**** Data to use ****

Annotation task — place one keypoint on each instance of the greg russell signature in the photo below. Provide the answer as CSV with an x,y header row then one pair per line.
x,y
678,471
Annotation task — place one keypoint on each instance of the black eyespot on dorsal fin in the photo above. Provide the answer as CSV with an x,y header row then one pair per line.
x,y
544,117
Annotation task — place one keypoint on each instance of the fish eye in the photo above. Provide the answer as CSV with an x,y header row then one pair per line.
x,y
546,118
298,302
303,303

****

**Work to be completed**
Rewrite all of the rows above, substituting "marker" for every occurrence of "keypoint" and leaving everything else unchanged.

**Full answer**
Annotation task — place one marker on each instance of the greg russell signature in the photo below. Provide the answer as CSV with an x,y header row then one pair per line.
x,y
678,471
Annotation task — place one marker on each instance of the black eyespot on dorsal fin in the photo above. Provide the answer as CSV with an x,y header row then one pair per line.
x,y
544,117
Annotation task — place one marker on each instance of the fish eye in the photo above. Provide the answer as CSV with an x,y header row then one pair per line.
x,y
546,118
298,302
303,303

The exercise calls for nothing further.